Pfizer/Wyeth Layoff Update
After announcing yesterday that it will be reorganizing and closing 6 of 20 R&D sites worldwide, Pfizer/Wyeth announced today that as many as 2000 R&D scientists will lose their jobs. I suspect that others will lose their jobs in the next few months or so.
The Pfizer/Wyeth and Merck Schering Plough mergers signal the beginning of the end of the traditional vertically integrated pharmaceutical business model. It is evident that pharma is shifting away from its almost 100 year focus on R&D and manufacturing to less labor intensive and costly activities like advertising, marketing, sales and distribution—things that drug makers have excelled in the past decade or so. Innovation will likely no longer come from within but from external sources including academia, biotechnology companies and third party vendors including CROs and CMOs.

_ _ _

Required action 1: According to the layoff update, how many R&D sites did Pfizer/Wyeth say it would close?
Required action 2: Transcribe the layoff update from "Pfizer/Wyeth Layoff Update" to "CROs and CMOs.".

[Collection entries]

_ _ _

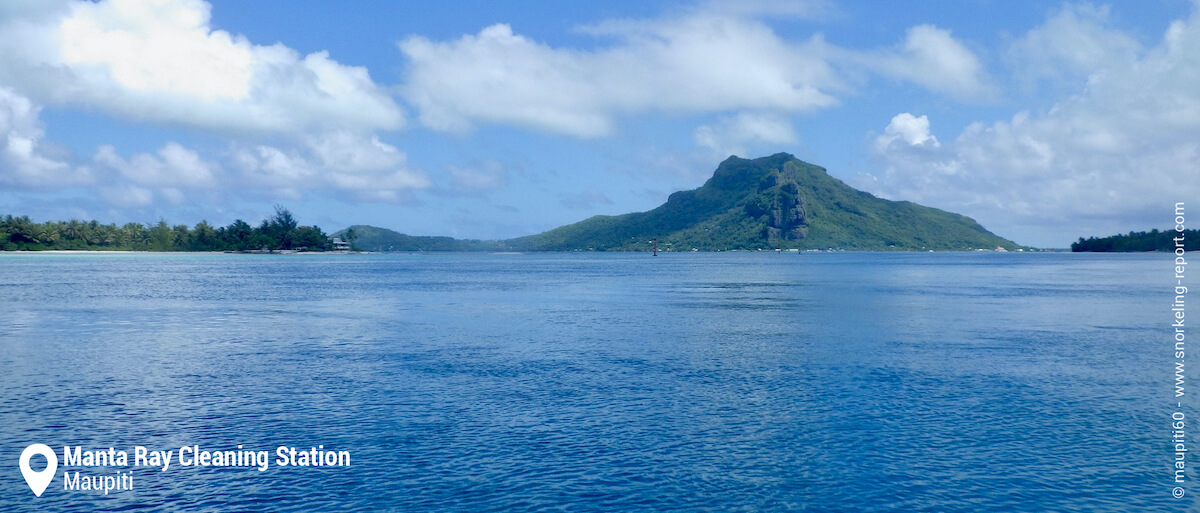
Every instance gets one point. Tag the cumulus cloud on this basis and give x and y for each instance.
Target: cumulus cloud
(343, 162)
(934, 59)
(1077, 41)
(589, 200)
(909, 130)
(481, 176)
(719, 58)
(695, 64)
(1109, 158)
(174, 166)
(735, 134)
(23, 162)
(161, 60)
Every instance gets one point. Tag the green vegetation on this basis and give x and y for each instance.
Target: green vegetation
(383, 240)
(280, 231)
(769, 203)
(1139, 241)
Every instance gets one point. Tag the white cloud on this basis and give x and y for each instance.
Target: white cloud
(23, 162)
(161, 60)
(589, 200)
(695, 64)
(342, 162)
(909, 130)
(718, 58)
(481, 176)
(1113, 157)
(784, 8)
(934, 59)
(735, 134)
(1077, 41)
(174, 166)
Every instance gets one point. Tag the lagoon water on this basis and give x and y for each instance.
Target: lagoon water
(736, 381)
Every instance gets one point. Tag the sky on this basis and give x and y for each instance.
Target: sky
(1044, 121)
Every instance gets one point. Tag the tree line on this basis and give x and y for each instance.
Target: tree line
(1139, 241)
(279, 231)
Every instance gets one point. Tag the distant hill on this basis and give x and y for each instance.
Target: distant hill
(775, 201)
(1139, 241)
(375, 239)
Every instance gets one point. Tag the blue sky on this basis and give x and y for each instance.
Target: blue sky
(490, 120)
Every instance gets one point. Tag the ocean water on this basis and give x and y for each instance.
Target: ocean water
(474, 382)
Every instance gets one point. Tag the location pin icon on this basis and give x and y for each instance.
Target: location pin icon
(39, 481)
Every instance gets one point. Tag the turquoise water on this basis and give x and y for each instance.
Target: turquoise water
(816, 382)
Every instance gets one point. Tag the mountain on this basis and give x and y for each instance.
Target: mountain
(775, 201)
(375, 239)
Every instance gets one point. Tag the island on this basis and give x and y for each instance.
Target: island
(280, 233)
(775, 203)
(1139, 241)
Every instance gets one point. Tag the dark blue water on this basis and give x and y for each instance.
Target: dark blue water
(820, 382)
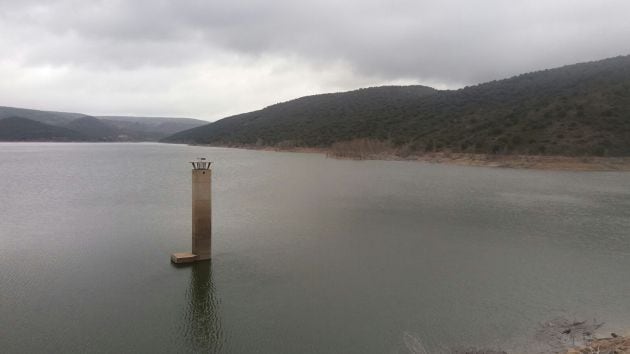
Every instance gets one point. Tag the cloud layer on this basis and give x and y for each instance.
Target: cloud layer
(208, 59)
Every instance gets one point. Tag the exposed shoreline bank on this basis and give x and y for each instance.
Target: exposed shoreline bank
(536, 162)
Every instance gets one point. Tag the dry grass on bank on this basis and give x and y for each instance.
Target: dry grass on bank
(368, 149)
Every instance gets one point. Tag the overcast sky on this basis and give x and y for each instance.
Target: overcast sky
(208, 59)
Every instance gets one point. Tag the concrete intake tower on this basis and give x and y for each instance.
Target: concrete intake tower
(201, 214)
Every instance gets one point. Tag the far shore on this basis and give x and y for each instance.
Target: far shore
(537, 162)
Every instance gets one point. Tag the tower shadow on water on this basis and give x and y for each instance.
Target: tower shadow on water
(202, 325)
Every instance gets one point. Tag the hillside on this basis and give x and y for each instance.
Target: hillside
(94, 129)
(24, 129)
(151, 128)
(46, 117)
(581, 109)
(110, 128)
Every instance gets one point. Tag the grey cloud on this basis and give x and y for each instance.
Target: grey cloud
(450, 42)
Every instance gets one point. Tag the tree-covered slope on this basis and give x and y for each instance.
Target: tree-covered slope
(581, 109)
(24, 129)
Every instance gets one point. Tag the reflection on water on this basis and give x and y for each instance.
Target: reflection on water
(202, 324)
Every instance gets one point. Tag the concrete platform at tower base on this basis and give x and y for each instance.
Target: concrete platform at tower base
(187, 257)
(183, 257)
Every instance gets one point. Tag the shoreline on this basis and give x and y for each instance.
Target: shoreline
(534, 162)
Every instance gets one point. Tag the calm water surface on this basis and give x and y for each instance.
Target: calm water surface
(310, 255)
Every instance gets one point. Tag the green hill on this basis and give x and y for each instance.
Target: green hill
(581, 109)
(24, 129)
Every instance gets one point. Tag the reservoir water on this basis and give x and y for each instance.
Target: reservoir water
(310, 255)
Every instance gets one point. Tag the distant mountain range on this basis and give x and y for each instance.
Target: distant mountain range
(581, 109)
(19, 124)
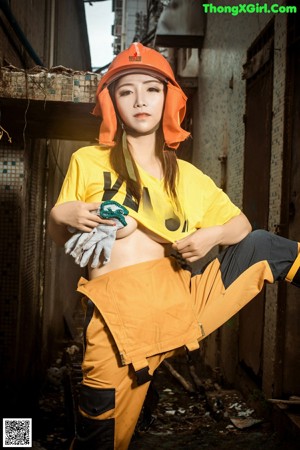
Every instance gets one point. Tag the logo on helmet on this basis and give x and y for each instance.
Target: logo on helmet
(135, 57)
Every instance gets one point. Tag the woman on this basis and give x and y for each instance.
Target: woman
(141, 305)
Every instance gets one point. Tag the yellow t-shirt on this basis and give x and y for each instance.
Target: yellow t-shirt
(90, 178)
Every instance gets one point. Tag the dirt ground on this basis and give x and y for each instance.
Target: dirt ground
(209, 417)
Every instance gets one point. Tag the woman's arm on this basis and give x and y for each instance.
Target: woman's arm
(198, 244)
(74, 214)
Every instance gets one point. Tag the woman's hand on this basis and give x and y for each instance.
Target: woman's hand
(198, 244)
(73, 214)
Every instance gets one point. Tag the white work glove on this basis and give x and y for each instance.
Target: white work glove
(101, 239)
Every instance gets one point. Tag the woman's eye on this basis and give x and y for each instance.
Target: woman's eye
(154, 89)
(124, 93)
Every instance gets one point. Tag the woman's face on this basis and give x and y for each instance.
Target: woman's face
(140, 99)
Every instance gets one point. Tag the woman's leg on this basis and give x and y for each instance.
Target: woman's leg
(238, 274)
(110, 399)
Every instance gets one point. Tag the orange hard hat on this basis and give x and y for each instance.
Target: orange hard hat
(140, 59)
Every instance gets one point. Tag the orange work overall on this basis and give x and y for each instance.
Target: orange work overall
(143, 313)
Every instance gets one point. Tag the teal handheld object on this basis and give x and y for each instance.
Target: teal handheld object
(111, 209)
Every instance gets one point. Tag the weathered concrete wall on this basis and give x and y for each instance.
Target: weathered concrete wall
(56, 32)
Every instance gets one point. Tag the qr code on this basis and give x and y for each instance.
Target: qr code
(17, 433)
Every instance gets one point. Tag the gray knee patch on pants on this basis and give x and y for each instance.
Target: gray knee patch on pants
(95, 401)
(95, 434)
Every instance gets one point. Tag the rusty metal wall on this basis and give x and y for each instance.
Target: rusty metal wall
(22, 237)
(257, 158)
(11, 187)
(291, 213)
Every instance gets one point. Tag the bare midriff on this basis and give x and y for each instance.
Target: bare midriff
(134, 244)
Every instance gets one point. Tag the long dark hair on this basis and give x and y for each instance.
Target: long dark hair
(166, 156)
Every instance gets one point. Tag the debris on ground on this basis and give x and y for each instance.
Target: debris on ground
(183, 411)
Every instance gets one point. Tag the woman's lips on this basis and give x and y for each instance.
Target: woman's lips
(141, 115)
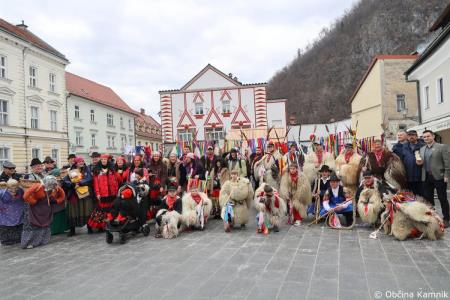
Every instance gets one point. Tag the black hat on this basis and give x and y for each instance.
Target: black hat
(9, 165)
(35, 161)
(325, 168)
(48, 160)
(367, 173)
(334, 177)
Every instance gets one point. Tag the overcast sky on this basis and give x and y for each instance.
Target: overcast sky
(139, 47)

_ _ _

Response area 1: 6 of its 20 R&D sites worldwide.

Response area 2:
Pfizer/Wyeth Layoff Update
After announcing yesterday that it will be reorganizing and closing 6 of 20 R&D sites worldwide, Pfizer/Wyeth announced today that as many as 2000 R&D scientists will lose their jobs. I suspect that others will lose their jobs in the next few months or so.
The Pfizer/Wyeth and Merck Schering Plough mergers signal the beginning of the end of the traditional vertically integrated pharmaceutical business model. It is evident that pharma is shifting away from its almost 100 year focus on R&D and manufacturing to less labor intensive and costly activities like advertising, marketing, sales and distribution—things that drug makers have excelled in the past decade or so. Innovation will likely no longer come from within but from external sources including academia, biotechnology companies and third party vendors including CROs and CMOs.